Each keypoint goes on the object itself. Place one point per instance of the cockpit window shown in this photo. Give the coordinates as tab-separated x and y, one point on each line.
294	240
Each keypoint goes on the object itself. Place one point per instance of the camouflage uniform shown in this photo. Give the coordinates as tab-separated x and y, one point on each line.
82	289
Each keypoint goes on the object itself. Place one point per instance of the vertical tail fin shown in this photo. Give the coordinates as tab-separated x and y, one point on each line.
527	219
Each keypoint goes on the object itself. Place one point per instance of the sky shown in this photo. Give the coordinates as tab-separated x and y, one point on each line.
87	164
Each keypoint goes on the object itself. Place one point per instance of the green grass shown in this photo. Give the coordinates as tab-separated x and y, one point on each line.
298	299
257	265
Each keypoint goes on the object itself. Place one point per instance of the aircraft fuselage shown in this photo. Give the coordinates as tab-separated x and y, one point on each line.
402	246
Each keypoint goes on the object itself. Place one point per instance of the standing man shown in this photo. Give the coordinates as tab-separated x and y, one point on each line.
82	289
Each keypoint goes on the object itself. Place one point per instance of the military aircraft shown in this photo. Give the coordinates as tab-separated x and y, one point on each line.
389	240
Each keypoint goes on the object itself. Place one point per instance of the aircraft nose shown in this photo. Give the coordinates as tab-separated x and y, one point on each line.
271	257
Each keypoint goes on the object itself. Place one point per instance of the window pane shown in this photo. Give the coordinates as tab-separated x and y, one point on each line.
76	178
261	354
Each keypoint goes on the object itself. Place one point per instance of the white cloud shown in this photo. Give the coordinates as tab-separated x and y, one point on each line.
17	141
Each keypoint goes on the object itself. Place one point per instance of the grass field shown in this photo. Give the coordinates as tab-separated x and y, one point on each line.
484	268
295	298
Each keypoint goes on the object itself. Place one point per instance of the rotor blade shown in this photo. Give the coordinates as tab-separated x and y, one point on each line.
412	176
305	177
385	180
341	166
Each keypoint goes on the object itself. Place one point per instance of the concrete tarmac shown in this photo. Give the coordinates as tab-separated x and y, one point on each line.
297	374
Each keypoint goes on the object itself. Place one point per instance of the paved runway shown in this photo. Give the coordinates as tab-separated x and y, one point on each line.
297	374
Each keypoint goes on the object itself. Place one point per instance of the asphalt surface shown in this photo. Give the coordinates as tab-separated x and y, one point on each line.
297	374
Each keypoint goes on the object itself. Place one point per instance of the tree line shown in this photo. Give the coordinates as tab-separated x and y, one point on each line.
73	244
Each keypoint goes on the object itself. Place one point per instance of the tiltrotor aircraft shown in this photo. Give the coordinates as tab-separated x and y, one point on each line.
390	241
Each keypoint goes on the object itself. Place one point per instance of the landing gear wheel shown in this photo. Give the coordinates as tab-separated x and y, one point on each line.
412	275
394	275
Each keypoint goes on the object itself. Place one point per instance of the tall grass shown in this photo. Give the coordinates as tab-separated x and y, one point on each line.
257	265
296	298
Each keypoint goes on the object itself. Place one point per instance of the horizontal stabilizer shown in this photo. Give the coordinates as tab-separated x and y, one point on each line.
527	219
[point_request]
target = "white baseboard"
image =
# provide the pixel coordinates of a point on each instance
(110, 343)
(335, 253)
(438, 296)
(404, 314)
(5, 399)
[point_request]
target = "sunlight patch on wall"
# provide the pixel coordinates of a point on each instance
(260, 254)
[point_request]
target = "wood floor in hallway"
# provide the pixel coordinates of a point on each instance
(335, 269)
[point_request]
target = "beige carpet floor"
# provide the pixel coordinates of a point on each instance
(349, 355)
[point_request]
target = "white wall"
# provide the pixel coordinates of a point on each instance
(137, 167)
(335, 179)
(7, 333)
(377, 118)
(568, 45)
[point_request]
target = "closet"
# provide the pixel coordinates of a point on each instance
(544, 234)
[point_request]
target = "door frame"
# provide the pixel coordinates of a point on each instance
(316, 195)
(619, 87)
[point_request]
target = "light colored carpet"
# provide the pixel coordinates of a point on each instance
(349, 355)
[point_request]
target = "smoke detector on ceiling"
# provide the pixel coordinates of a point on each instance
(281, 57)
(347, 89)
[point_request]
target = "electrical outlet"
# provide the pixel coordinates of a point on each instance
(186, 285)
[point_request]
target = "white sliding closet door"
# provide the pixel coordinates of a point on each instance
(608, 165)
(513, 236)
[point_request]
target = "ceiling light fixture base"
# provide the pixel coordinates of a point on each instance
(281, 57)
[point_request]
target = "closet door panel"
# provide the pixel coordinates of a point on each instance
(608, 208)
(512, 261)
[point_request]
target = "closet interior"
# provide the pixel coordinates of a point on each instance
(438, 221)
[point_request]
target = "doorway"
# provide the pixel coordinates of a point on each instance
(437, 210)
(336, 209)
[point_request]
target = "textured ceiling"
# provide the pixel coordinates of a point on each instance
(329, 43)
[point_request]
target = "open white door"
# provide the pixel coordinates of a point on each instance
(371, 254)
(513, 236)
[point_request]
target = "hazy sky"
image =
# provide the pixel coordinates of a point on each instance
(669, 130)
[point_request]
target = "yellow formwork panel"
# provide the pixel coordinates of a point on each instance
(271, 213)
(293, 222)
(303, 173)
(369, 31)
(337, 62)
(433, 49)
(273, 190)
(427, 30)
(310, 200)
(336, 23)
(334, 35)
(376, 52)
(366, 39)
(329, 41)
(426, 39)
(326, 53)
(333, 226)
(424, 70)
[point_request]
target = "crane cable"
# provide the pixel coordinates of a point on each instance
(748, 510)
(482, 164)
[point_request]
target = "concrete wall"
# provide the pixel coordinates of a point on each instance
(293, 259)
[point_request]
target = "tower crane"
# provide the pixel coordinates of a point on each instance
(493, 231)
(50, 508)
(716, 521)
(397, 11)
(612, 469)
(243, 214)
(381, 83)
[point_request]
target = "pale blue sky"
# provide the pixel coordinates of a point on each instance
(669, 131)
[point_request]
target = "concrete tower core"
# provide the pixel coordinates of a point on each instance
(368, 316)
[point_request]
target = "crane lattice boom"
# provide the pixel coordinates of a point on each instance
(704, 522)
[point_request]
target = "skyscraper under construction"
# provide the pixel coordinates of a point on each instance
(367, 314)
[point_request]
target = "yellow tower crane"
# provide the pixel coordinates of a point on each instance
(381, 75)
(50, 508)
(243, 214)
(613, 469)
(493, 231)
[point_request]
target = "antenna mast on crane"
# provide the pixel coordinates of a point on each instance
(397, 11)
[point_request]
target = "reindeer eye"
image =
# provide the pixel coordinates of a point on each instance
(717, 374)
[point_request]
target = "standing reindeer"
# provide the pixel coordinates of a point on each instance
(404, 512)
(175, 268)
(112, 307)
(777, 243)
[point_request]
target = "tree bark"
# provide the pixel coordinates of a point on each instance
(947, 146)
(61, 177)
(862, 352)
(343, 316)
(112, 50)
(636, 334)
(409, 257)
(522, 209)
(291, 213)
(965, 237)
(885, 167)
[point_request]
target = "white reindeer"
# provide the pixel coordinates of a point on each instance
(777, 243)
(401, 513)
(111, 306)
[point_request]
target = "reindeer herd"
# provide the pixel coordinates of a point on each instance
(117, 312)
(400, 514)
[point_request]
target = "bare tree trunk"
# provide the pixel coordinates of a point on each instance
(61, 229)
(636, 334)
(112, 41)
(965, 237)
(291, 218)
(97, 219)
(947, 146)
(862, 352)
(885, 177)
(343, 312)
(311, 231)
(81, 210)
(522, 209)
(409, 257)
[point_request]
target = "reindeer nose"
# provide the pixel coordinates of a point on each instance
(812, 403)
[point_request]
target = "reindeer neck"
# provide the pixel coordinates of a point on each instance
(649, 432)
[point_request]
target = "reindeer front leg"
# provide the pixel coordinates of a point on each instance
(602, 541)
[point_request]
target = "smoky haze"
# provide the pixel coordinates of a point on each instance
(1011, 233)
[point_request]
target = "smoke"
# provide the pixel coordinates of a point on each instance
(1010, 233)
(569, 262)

◆ **Job**: Show each line of the material that contains the word "window". Case matters.

◆ **Finished exercise**:
Each keypoint goes on the object itself. Place one point per instance of the cockpit window shown in this photo. Give the coordinates as tab-separated x and y, one point on each line.
Each keypoint goes on the object itself. Place one point per instance of the window pane shown in this photo. Give the coordinates as tab-separated x and y, one point on each line.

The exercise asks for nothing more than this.